[TEXTO DE LEITURA]
------------------------------------------------
Amanhã, 01 de janeiro de 2023, uma vez mais o gesto da passagem da faixa não ocorrerá. Mas, desta vez, a questão é um pouco mais séria. Jair Bolsonaro, 38º. presidente do Brasil, optou por um silêncio sepulcral após as eleições e por uma ausência eloquente nos dois últimos meses de poder, deixando um vácuo de liderança a partir do qual brotaram iniciativas estapafúrdias de setores radicalizados do bolsonarismo, envolvendo os atos de vandalismo no dia da diplomação dos eleitos e a preparação de atos terroristas antidemocráticos.

Melhor teria sido que Bolsonaro tivesse reconhecido os resultados, apesar de suas críticas ao processo eleitoral, reivindicado a liderança da oposição ao Governo Lula, prometendo uma ação política oposicionista forte no Congresso Nacional e nas ruas, estimulado a participação da sua militância no PL e nas eleições municipais, mantendo a chama acesa, mas dentro das quatro linhas constitucionais.

Vamos acender uma vela e cruzar os dedos para que nenhum insano tente ofuscar a posse do novo governo com atos inspirados na cultura do ódio e do golpismo violento. As próprias lideranças institucionais do bolsonarismo deveriam renovar sua opção pelo jogo democrático e se posicionar para capitalizar um eventual fracasso do projeto liderado pelo PT, dentro do princípio da alternância do poder. O terrorismo, na história do Brasil e do mundo, só semeia pânico e o isolamento político de seus protagonistas.   

Pode-se gostar ou não de Lula, mas ninguém pode negar que seja um líder político habilidoso e experiente. Nos últimos dois meses, pacificou a convivência com as Forças Armadas, baixou a temperatura do relacionamento entre os Poderes, construiu uma ampla base de apoio parlamentar. Tudo indica que haverá apenas a oposição de direita liderada por Bolsonaro e o PL, a oposição de centro democrático capitaneada pela federação PSDB/Cidadania e o relacionamento pragmático do PP de Arthur Lira e dos Republicanos.
------------------------------------------------
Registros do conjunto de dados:
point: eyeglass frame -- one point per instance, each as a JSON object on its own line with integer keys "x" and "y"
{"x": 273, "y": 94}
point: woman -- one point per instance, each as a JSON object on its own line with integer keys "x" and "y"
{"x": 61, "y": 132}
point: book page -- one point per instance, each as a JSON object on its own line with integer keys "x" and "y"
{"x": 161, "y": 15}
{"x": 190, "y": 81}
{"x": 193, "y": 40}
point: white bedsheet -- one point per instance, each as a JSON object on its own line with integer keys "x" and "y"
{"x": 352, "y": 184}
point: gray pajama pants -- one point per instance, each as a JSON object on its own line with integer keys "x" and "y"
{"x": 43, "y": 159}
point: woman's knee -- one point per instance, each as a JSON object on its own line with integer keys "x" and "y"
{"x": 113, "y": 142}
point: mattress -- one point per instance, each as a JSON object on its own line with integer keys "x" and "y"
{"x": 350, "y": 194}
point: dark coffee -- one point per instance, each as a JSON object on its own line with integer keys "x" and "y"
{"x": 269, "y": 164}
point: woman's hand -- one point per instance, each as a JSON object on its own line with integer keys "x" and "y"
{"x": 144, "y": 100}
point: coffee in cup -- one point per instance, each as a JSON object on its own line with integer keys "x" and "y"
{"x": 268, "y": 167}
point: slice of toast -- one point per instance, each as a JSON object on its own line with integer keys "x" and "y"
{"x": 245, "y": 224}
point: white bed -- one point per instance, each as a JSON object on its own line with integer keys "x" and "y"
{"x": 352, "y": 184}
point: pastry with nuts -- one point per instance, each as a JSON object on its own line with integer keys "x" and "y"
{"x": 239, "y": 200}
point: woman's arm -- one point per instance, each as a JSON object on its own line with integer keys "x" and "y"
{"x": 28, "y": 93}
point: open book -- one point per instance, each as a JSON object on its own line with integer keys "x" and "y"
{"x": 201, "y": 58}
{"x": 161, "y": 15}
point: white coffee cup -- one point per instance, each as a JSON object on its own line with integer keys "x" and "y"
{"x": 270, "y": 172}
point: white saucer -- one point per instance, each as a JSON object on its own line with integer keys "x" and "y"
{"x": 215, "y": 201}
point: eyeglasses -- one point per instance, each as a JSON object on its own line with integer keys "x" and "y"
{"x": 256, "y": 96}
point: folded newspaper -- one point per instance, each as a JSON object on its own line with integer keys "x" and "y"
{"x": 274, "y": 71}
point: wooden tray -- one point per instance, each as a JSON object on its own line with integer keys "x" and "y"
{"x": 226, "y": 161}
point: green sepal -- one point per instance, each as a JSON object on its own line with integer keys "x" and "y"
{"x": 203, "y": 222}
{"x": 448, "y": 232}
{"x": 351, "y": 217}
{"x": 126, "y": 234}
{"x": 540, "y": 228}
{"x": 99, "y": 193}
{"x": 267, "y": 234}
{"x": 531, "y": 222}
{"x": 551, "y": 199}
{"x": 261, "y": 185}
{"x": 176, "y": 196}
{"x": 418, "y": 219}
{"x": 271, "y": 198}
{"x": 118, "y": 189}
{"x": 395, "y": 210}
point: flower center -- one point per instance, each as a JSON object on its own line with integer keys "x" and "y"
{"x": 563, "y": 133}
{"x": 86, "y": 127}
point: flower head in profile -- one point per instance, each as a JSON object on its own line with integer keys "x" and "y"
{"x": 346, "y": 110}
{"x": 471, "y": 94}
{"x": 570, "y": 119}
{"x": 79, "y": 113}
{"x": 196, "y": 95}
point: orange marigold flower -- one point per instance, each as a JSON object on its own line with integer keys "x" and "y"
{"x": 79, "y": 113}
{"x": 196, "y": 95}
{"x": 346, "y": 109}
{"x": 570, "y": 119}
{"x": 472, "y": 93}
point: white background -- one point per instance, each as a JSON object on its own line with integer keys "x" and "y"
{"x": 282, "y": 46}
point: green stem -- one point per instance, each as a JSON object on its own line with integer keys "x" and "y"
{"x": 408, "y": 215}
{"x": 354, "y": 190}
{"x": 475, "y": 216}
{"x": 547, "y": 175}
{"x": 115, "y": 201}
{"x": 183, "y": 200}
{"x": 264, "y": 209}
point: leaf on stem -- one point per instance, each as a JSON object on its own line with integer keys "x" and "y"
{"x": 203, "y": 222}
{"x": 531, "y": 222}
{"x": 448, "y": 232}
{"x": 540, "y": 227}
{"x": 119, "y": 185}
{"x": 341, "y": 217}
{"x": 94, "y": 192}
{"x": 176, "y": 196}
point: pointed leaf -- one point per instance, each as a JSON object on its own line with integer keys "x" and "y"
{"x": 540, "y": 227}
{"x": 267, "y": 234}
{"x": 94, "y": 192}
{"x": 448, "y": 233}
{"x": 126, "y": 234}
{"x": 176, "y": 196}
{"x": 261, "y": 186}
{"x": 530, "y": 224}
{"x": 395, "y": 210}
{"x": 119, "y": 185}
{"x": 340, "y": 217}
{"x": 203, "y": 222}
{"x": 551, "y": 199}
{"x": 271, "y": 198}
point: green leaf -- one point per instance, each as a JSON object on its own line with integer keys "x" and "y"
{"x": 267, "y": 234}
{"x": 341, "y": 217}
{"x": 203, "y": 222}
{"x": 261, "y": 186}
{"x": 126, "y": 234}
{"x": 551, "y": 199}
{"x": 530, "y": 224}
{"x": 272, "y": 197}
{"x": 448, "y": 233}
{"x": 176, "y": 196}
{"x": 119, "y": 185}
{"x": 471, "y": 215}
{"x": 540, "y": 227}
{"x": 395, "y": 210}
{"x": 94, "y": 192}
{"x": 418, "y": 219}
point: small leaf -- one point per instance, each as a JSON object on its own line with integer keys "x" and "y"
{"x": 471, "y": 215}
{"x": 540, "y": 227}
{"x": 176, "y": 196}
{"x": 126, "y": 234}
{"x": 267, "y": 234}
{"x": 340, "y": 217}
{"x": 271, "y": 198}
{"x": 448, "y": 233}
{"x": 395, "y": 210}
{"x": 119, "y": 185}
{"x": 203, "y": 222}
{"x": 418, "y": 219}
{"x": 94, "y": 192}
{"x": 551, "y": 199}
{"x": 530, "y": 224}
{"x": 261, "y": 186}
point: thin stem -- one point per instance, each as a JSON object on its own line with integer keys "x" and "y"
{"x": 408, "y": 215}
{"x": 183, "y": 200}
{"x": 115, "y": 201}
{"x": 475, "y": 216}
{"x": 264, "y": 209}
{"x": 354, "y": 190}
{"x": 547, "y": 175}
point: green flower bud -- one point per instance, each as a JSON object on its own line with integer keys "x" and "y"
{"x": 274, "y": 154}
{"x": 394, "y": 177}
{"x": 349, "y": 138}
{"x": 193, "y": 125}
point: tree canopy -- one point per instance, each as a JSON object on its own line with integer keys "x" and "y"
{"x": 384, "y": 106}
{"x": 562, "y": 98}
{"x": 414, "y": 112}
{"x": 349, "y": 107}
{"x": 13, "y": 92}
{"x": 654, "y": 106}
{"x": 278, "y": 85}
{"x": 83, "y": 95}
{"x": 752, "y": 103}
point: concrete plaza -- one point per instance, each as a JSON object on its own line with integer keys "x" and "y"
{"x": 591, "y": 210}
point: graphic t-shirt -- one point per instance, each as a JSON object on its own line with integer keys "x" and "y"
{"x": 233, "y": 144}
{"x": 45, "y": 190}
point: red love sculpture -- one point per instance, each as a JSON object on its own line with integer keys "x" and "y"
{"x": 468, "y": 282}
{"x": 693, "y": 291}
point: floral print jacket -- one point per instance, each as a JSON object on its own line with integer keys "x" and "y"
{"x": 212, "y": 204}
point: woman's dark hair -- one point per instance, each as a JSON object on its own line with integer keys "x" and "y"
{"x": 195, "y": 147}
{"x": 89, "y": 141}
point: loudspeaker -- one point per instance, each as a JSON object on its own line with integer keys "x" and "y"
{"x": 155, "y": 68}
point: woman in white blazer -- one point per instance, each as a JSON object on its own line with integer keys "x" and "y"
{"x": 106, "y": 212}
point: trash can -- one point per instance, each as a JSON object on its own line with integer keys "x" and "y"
------------------------------------------------
[INSTRUÇÕES DO EXERCÍCIO]
1. Reproduza o trecho do texto de leitura que começa nas palavras "Vamos acender uma" e termina após as palavras "de seus protagonistas.".
2. Responda com base no texto de leitura:
(a) Que data corresponde ao "Amanhã" com que o texto se inicia?
(b) Qual federação capitaneia a oposição de centro democrático?
(c) O que o terrorismo semeia, na história do Brasil e do mundo?

[RESPOSTAS DADAS]
1.
Vamos acender uma vela e cruzar os dedos para que nenhum insano tente ofuscar a posse do novo governo com atos inspirados na cultura do ódio e do golpismo violento. As próprias lideranças institucionais do bolsonarismo deveriam renovar sua opção pelo jogo democrático e se posicionar para capitalizar um eventual fracasso do projeto liderado pelo PT, dentro do princípio da alternância do poder. O terrorismo, na história do Brasil e do mundo, só semeia pânico e o isolamento político de seus protagonistas.

2.
(a) 01 de janeiro de 2023.
(b) A federação PSDB/Cidadania.
(c) Pânico e o isolamento político de seus protagonistas.